Saved entries
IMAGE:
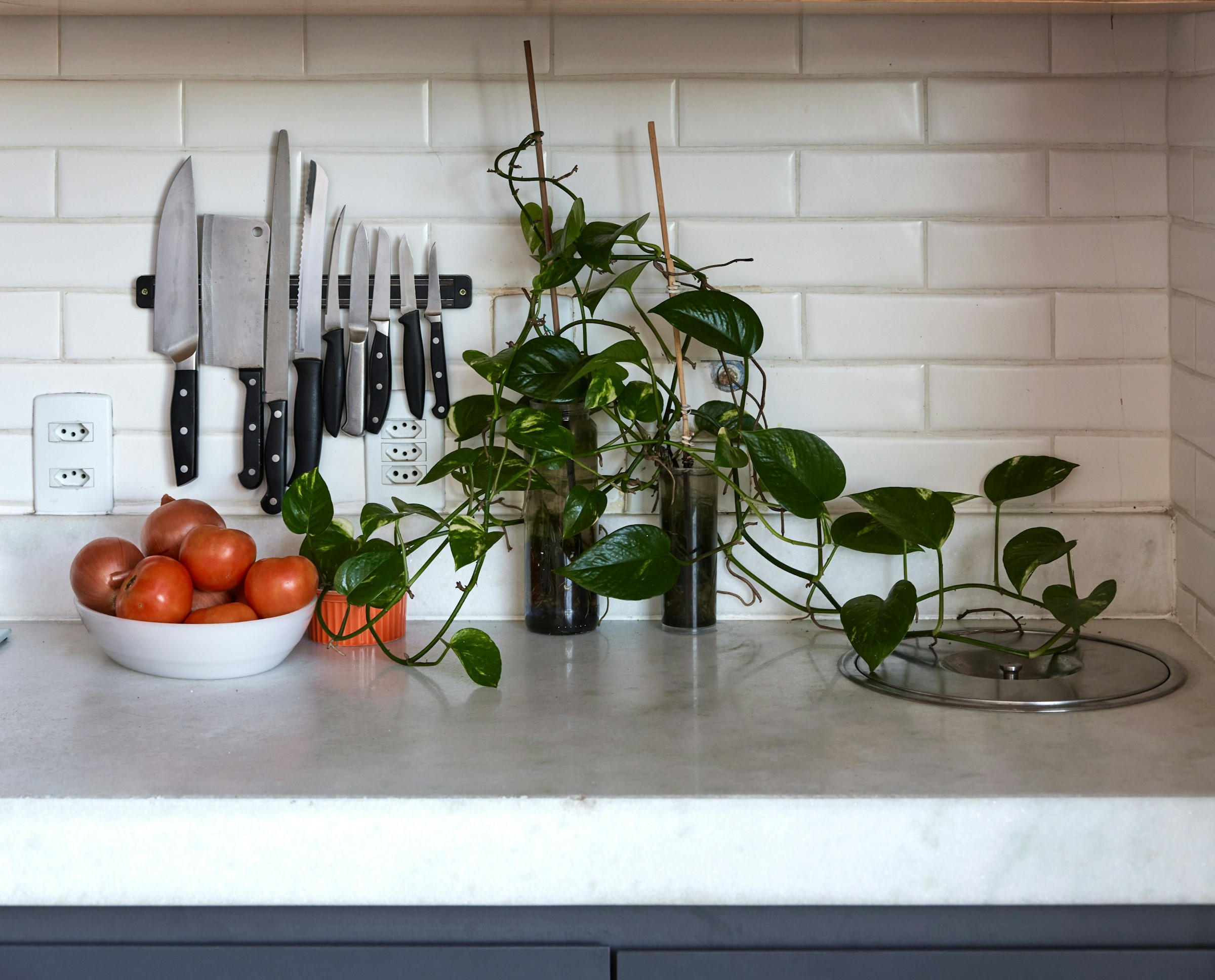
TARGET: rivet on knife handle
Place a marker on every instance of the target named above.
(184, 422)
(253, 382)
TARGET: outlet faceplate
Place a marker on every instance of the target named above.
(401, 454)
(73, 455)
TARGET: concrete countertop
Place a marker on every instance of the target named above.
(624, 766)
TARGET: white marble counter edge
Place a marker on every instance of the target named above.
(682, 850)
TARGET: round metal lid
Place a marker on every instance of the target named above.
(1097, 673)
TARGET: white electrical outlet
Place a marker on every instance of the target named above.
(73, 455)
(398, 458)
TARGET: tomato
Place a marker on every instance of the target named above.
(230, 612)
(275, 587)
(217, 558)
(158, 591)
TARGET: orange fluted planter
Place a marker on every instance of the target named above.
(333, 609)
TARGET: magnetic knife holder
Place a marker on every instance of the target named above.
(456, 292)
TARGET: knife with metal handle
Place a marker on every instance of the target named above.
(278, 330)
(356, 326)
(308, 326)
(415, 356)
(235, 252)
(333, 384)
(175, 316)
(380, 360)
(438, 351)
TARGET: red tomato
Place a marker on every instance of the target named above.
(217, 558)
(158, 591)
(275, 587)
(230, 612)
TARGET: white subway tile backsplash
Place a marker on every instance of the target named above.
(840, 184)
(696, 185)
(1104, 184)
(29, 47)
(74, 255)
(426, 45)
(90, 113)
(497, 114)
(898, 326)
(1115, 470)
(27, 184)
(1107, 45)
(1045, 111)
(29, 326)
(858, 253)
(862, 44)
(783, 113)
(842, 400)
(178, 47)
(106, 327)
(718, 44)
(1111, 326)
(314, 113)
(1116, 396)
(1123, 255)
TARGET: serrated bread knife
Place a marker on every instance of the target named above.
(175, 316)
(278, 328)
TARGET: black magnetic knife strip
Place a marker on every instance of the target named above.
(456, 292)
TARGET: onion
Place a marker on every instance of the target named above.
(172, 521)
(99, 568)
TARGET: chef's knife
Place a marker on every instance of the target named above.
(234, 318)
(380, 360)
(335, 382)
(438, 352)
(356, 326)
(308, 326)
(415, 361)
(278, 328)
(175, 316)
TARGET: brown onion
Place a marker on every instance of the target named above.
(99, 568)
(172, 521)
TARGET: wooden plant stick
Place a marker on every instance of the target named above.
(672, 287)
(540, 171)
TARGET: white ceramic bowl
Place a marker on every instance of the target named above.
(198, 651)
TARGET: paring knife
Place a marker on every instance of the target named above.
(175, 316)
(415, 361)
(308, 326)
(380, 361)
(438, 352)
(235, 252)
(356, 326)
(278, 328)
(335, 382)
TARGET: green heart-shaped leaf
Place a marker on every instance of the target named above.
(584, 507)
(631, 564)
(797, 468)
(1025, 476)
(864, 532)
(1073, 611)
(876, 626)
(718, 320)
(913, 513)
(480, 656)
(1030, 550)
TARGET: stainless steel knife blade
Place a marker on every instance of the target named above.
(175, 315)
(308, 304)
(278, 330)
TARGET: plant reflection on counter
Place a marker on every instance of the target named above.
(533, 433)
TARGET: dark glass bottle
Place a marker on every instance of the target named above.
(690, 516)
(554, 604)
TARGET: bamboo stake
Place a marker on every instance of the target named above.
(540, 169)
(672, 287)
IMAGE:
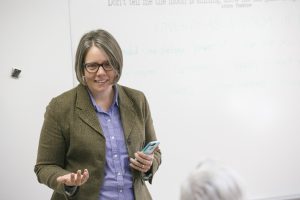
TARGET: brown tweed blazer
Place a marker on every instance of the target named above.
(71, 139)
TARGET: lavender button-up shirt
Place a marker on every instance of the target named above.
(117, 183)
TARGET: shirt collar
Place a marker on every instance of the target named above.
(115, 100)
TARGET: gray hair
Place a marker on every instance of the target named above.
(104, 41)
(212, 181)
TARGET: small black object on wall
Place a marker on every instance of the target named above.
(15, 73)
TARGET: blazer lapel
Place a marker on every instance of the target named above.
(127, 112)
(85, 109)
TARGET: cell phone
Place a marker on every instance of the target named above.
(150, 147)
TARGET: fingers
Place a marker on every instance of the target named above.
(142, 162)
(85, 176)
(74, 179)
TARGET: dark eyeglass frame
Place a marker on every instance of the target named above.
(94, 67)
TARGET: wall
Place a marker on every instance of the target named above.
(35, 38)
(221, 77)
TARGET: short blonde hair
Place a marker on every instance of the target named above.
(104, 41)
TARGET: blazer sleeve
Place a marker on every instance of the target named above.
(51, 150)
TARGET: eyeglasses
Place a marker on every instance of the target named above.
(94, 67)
--
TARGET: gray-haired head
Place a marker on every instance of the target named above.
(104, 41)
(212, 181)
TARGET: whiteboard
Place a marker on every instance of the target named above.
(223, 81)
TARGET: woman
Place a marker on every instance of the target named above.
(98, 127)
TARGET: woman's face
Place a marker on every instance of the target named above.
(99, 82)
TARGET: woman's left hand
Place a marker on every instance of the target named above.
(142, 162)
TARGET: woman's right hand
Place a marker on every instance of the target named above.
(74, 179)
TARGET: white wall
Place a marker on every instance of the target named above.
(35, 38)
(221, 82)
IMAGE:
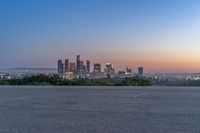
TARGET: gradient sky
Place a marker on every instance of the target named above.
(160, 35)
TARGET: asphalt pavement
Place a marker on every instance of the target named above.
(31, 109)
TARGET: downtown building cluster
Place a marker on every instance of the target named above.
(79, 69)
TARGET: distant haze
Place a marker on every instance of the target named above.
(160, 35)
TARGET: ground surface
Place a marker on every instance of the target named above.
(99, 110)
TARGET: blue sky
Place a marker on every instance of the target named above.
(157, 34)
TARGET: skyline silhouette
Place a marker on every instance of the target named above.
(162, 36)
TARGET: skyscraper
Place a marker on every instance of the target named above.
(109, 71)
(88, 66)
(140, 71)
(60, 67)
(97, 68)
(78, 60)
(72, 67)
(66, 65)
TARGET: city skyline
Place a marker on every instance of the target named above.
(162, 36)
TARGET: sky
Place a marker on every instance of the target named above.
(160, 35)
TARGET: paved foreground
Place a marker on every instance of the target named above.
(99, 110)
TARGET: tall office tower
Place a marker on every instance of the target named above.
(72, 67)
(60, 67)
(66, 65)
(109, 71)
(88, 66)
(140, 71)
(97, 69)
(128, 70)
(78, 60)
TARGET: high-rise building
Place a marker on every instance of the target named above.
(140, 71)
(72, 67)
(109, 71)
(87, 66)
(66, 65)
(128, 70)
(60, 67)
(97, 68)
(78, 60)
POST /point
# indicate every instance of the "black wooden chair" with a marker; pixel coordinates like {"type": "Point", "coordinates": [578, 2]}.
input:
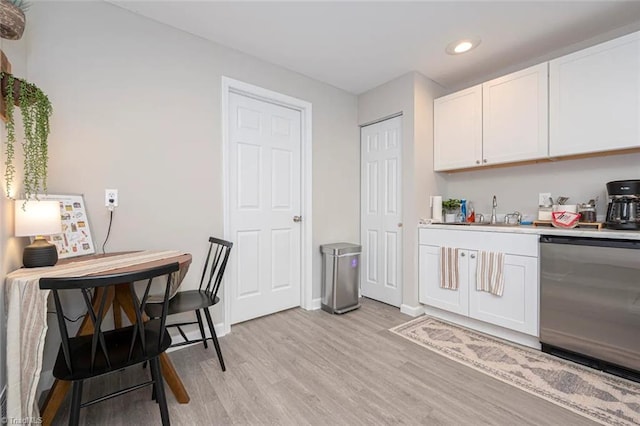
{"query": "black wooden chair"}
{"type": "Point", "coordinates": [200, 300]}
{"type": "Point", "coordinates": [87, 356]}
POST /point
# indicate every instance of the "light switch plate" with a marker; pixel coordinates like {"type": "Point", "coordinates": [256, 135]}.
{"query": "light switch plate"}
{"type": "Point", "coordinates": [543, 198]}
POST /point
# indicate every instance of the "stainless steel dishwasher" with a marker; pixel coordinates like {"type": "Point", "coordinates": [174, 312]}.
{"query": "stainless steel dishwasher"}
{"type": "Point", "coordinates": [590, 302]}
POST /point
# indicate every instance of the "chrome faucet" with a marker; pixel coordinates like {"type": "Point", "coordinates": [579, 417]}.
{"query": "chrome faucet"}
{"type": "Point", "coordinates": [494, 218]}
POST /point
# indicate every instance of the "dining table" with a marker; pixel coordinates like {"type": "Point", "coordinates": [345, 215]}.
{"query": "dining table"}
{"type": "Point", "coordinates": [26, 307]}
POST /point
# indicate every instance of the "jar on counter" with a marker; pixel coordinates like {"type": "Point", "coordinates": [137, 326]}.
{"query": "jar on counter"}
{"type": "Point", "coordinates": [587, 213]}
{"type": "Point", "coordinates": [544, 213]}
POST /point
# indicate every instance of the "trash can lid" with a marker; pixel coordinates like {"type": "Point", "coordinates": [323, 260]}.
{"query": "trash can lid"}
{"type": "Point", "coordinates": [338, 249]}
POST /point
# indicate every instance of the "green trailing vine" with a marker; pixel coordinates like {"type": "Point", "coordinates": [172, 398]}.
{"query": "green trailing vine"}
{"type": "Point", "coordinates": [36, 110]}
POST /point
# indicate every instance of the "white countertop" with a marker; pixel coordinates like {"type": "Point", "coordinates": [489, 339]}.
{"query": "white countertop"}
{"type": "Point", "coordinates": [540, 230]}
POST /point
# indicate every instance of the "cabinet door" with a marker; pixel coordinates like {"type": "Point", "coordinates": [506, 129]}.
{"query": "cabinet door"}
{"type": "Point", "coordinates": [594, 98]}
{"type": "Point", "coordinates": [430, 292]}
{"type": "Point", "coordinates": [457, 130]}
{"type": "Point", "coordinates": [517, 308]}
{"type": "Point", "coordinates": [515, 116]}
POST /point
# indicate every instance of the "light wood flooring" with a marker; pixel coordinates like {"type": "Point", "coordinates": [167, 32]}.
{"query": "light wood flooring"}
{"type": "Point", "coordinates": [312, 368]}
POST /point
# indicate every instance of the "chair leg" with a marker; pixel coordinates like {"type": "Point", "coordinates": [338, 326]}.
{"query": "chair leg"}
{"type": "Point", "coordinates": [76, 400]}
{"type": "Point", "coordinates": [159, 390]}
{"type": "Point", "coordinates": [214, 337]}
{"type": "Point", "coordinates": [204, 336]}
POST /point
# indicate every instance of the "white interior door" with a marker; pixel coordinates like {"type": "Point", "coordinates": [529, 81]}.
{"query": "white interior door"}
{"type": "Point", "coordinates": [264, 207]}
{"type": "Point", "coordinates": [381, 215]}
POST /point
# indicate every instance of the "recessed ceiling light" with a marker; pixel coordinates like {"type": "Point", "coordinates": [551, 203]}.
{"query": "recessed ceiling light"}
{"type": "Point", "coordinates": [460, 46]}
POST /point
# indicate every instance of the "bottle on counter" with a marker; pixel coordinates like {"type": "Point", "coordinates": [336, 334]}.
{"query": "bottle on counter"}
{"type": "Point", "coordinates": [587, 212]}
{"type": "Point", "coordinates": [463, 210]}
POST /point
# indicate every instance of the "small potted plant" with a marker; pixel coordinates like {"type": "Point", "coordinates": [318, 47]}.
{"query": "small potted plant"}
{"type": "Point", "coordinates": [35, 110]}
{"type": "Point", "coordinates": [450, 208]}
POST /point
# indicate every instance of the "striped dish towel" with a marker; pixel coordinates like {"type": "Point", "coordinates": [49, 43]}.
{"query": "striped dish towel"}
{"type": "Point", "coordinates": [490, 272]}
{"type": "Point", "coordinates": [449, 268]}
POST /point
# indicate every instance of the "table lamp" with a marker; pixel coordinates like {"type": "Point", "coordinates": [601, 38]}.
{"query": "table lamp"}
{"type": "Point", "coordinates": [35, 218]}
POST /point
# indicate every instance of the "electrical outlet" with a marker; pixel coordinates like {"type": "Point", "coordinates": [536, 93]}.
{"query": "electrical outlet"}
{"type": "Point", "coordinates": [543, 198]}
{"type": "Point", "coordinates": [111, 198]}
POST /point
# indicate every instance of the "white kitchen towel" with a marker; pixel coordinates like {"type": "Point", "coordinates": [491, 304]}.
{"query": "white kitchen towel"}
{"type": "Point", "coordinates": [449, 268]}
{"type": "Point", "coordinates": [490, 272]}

INSTRUCTIONS FOR THE TASK
Starting at the line containing "TARGET: woman's right hand" and stopping at the line containing "TARGET: paved foreground", output every line above exactly, both ends included, with pictures omitted.

THE COMPLETED TASK
TARGET: woman's right hand
Place a marker on every instance of the target named above.
(74, 179)
TARGET: white wall
Place a marker on every instance of the target named above.
(35, 38)
(221, 82)
IMAGE:
TARGET: gradient sky
Place a marker on every instance of the target named above.
(160, 35)
TARGET: asphalt pavement
Place a marker on every instance of the target named above.
(31, 109)
TARGET: downtown building cluster
Place a marker on every instance of the target named above.
(79, 69)
TARGET: distant haze
Place a marker on every instance of the target named above.
(160, 35)
TARGET: ground surface
Place a marker on every instance of the target named above.
(99, 110)
TARGET: blue sky
Place a marker on every instance of the target named above.
(157, 34)
TARGET: skyline silhouette
Place a marker on every instance of the target named above.
(162, 36)
TARGET: skyscraper
Place a marker on every instance of the target named above.
(109, 71)
(88, 66)
(140, 71)
(60, 67)
(97, 68)
(78, 60)
(72, 67)
(66, 65)
TARGET: city skyline
Place a marker on every instance of the target named above.
(162, 36)
TARGET: sky
Place a marker on every instance of the target named above.
(160, 35)
TARGET: paved foreground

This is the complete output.